**Input data**
# # # #

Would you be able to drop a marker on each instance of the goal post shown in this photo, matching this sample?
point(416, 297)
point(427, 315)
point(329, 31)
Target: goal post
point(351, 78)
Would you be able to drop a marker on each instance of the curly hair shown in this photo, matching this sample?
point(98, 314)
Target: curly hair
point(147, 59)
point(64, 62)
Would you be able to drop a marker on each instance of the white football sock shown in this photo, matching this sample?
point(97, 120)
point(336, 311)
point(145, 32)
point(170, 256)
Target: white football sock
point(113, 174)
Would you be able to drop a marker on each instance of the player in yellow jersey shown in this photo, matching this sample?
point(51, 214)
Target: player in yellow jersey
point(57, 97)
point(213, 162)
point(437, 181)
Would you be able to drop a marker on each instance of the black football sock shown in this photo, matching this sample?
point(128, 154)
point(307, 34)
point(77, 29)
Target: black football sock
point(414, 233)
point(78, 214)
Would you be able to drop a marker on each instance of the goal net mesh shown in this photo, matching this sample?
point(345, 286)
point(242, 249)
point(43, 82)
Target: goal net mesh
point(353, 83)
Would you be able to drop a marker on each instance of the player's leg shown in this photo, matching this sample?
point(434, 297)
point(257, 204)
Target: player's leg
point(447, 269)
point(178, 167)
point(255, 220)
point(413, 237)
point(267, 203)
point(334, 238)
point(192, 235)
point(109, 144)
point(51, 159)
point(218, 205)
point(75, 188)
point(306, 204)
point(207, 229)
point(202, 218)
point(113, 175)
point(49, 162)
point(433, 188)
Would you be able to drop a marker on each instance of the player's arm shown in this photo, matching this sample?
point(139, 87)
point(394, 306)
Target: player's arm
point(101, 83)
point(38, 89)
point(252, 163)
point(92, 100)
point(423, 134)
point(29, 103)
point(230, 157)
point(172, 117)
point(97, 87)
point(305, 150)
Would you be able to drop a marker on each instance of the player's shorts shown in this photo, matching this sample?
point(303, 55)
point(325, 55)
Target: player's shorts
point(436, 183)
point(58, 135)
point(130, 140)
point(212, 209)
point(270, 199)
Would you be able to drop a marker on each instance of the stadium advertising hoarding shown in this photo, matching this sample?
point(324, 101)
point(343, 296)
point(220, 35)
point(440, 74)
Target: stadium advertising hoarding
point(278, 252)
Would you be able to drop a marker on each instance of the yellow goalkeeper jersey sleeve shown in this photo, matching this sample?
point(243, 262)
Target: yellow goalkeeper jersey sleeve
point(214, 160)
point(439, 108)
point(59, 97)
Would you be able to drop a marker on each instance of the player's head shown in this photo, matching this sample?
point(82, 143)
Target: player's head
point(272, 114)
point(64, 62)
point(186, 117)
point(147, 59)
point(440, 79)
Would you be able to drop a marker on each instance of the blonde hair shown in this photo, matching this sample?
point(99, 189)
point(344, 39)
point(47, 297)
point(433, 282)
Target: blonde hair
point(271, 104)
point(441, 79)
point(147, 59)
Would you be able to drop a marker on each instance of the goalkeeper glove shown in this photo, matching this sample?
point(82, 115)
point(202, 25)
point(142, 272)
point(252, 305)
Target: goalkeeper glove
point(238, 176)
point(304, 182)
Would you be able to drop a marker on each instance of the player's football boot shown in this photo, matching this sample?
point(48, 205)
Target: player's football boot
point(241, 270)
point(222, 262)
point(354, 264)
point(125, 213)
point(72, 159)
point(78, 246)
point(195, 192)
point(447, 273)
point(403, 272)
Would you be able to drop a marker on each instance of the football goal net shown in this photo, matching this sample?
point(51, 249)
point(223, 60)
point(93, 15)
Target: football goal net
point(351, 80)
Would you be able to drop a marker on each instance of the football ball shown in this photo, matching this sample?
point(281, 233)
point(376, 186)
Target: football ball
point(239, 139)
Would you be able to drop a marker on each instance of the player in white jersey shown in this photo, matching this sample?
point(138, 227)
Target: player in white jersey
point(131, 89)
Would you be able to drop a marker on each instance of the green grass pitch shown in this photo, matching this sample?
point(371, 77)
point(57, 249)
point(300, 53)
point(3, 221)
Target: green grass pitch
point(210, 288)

# # # #

A complete, exact copy of the material above is the expected answer.

**Output for this task**
Would you be able to drop a marker on each instance of the goal post shown in this photo, matching this sample?
point(416, 297)
point(427, 315)
point(329, 31)
Target: goal post
point(351, 78)
Would you be able to drop a marker on each instance of the curly hair shown in this photo, matching this sample?
point(98, 314)
Target: curly hair
point(147, 59)
point(64, 62)
Would you be able to drop a marker on each instance of the white football sock shown in this photo, matching this sample?
point(97, 120)
point(336, 311)
point(145, 32)
point(170, 256)
Target: white football sock
point(113, 174)
Would you be able to drop a marker on each instance of the player in yellow jersey shown in this photo, matching this sample?
point(51, 214)
Target: player in yellow jersey
point(57, 97)
point(213, 162)
point(437, 181)
Would you be able to drop a marker on each instance of the black football sock shown in this photo, matching this sample?
point(128, 154)
point(307, 34)
point(77, 29)
Target: black football sock
point(414, 233)
point(78, 214)
Would you be able to drop a marker on each instance of the goal net mesh shown in this photo, matching this sample?
point(345, 286)
point(242, 249)
point(43, 82)
Target: goal net mesh
point(353, 83)
Would you be able to drop a marker on each instance of the player's leg shown in this photo, matching this sample?
point(434, 297)
point(257, 204)
Target: player's leg
point(447, 269)
point(178, 167)
point(255, 220)
point(413, 237)
point(267, 203)
point(334, 238)
point(192, 235)
point(109, 144)
point(51, 159)
point(218, 205)
point(75, 188)
point(306, 204)
point(207, 229)
point(202, 218)
point(113, 175)
point(49, 162)
point(433, 188)
Would you be able to drop a marker on each instance of the player's arm shown in this photo, matching this sample?
point(139, 87)
point(394, 306)
Target: player's arm
point(101, 83)
point(38, 89)
point(252, 163)
point(92, 100)
point(423, 134)
point(29, 103)
point(230, 157)
point(172, 117)
point(97, 87)
point(305, 150)
Would you be able to drop a marker on each instance of the player's shorts shown in this photo, matching this sample?
point(303, 55)
point(325, 55)
Target: player's shorts
point(436, 183)
point(58, 135)
point(130, 140)
point(212, 209)
point(270, 199)
Would you be able to drop a marker on each instance of the stadium advertising hoarding shown in this photo, matching this sample?
point(324, 101)
point(343, 296)
point(220, 35)
point(440, 74)
Target: stadium advertising hoarding
point(278, 252)
Would you be able to drop a marker on each instance of the yellow goalkeeper jersey sleeve shown in this photo, matching this sample?
point(243, 262)
Target: yellow goalkeeper jersey sleeve
point(214, 160)
point(439, 108)
point(59, 97)
Would you be able to drop a marker on each instance of the player's head shown in this photo, matching this sample?
point(82, 143)
Target: player's head
point(272, 114)
point(64, 62)
point(186, 117)
point(147, 59)
point(440, 79)
Would you be able to drop a marker on each instance of the blonde hair shown in this photo, matching this sample?
point(99, 189)
point(344, 39)
point(47, 297)
point(433, 282)
Target: blonde hair
point(271, 104)
point(441, 79)
point(147, 59)
Would you be able to drop a marker on each instance of the goalkeeper glove shown in this photo, matching this sample?
point(82, 115)
point(202, 25)
point(142, 272)
point(252, 305)
Target: goalkeeper glove
point(238, 176)
point(304, 182)
Would you be able to drop a marker on each instance of the player's football boot shown in this photo, matching this sample?
point(48, 205)
Target: player's football boot
point(241, 270)
point(222, 262)
point(354, 264)
point(125, 213)
point(72, 159)
point(78, 246)
point(195, 192)
point(447, 273)
point(403, 272)
Would you be able to drop a marker on each instance of the football goal net shown in this photo, matching this sample?
point(51, 249)
point(223, 60)
point(93, 15)
Target: football goal net
point(351, 80)
Would you be able to drop a marker on each instance of the football ball shown in this photo, matching this sample?
point(281, 233)
point(376, 186)
Target: football ball
point(239, 139)
Would you be able to drop a marker on each instance of the player in white jersey shown in this photo, matching this sample?
point(138, 227)
Target: player in white jersey
point(131, 89)
Would you be able to drop a marker on each instance of the green grass pitch shown in this photo, matching this sample?
point(371, 77)
point(57, 249)
point(300, 53)
point(3, 221)
Target: green grass pitch
point(210, 288)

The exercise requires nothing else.